Dataset entries:
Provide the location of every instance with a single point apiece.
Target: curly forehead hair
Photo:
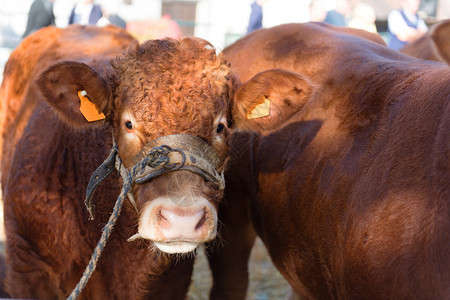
(172, 86)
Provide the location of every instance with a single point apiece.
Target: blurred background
(221, 23)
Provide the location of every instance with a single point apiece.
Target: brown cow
(165, 104)
(348, 177)
(434, 45)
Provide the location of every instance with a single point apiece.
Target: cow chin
(177, 225)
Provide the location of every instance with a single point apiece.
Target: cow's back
(353, 189)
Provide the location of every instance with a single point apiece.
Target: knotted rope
(156, 157)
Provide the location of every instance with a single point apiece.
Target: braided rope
(107, 229)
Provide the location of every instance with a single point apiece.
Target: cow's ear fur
(268, 100)
(59, 85)
(440, 33)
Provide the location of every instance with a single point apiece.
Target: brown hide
(158, 88)
(434, 45)
(348, 177)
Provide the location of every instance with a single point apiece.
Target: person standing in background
(405, 25)
(39, 16)
(256, 16)
(85, 12)
(363, 18)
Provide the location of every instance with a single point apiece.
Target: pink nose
(183, 224)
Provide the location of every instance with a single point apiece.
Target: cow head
(164, 96)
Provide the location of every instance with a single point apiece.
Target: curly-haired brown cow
(175, 90)
(433, 45)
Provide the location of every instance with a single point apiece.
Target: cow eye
(220, 128)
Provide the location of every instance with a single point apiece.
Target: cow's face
(161, 93)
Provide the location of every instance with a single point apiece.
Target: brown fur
(350, 192)
(434, 45)
(168, 86)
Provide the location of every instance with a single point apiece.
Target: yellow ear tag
(89, 109)
(260, 111)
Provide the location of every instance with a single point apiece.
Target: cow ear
(440, 33)
(268, 100)
(77, 92)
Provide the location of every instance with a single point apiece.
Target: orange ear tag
(260, 111)
(89, 109)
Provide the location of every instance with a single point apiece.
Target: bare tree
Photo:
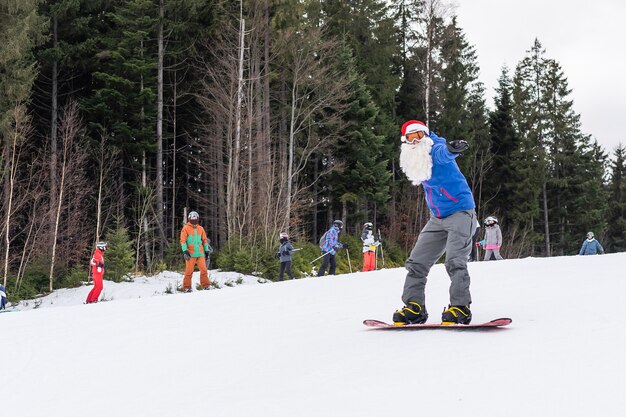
(19, 131)
(73, 158)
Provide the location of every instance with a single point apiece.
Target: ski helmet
(491, 219)
(413, 131)
(338, 223)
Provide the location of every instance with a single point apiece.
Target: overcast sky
(588, 39)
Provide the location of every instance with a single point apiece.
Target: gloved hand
(458, 146)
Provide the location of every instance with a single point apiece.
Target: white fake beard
(416, 162)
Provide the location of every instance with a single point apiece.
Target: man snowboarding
(195, 247)
(97, 272)
(429, 160)
(370, 243)
(329, 245)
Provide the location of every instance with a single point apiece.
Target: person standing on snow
(428, 160)
(284, 254)
(329, 245)
(196, 250)
(475, 244)
(591, 246)
(3, 297)
(370, 243)
(493, 239)
(97, 272)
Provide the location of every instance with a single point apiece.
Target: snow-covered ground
(298, 348)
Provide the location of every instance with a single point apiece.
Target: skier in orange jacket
(97, 272)
(196, 249)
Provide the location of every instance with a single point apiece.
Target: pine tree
(616, 212)
(499, 184)
(529, 160)
(364, 178)
(119, 257)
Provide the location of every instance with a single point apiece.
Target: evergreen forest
(118, 117)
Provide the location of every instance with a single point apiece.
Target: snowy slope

* [EXERCISE]: Hand back the data exactly as it appears, with all pictures cut.

* [OUTPUT]:
Provide the location of every instance with a single point apiece.
Target: curly forehead hair
Photo:
(172, 86)
Provide the location of every instance with a single point apiece.
Target: blurred background
(221, 23)
Provide the location of every instance with a single point apiece.
Target: brown cow
(165, 104)
(348, 177)
(434, 45)
Provide the location of every instance with a single point apiece.
Target: cow chin
(177, 225)
Provide the location of every instance with a single point apiece.
Target: cow's back
(353, 189)
Provide the location of every instance with a single point apiece.
Target: knotted rope
(156, 157)
Provide the location of every instance with a single point apiece.
Target: braided rope
(107, 229)
Provide the location of every instance with a single point apiece.
Target: cow's ear fur
(268, 100)
(59, 85)
(440, 33)
Provide the location of every instance with a single point apiece.
Target: brown hide
(158, 88)
(434, 45)
(348, 177)
Provide the location of every instance with a single point apiece.
Target: person standing in background
(405, 25)
(39, 16)
(256, 16)
(85, 12)
(363, 18)
Provide the location of every instance with a single point apiece.
Target: pink nose
(183, 224)
Provide the location of every instance with a single point apiece.
Target: cow head
(164, 96)
Provide the location of every instance with a single point apiece.
Target: curly-haired brown cow
(175, 90)
(433, 45)
Provide the location of every instance with a single point apiece.
Target: cow eye
(220, 128)
Provide the location of every instance with a single point apiece.
Target: cow's face
(161, 93)
Provide the location of every instance with a single point apiece.
Target: brown fur
(350, 192)
(434, 45)
(168, 86)
Provide the location of every instance with a single point apiece.
Target: yellow ear tag
(89, 109)
(260, 111)
Provide the location of every instance with a single point apiece.
Target: cow ear
(440, 33)
(268, 100)
(77, 92)
Provide the location of every instance with a single point apiece.
Target: orange ear tag
(260, 111)
(89, 109)
Provide the location of every instance with a single point apiece.
Target: bare tree
Photo:
(19, 131)
(73, 158)
Provide the location of every instance with a single point apiece.
Target: ski helmet
(491, 219)
(413, 131)
(338, 223)
Provide the location of every instance with a single point apiece.
Target: overcast sky
(588, 39)
Provide the location of every instance with a single point apiece.
Target: gloved hand
(458, 146)
Provide the location of every instance with a single point apiece.
Target: white fake beard
(416, 162)
Provide the location of every instance with a single point apiece.
Target: man snowboarding
(195, 247)
(97, 272)
(429, 160)
(370, 243)
(329, 245)
Provide the location of every instance with a single point apiece.
Target: person standing on snow
(428, 160)
(284, 254)
(329, 245)
(196, 250)
(475, 244)
(591, 246)
(3, 297)
(370, 243)
(493, 239)
(97, 272)
Provide the location of every instance with a single point apiece.
Target: snow-covered ground
(298, 348)
Provide the location of every instance with a single point apiece.
Target: skier in orange jacket
(97, 272)
(196, 249)
Provide the location of every instance with a single point apiece.
Target: pine tree
(616, 212)
(499, 184)
(529, 160)
(364, 178)
(119, 257)
Provide the location of every instance with a single point apiece.
Target: evergreen forest
(118, 117)
Provide the location of every instance with a single point apiece.
Target: snowy slope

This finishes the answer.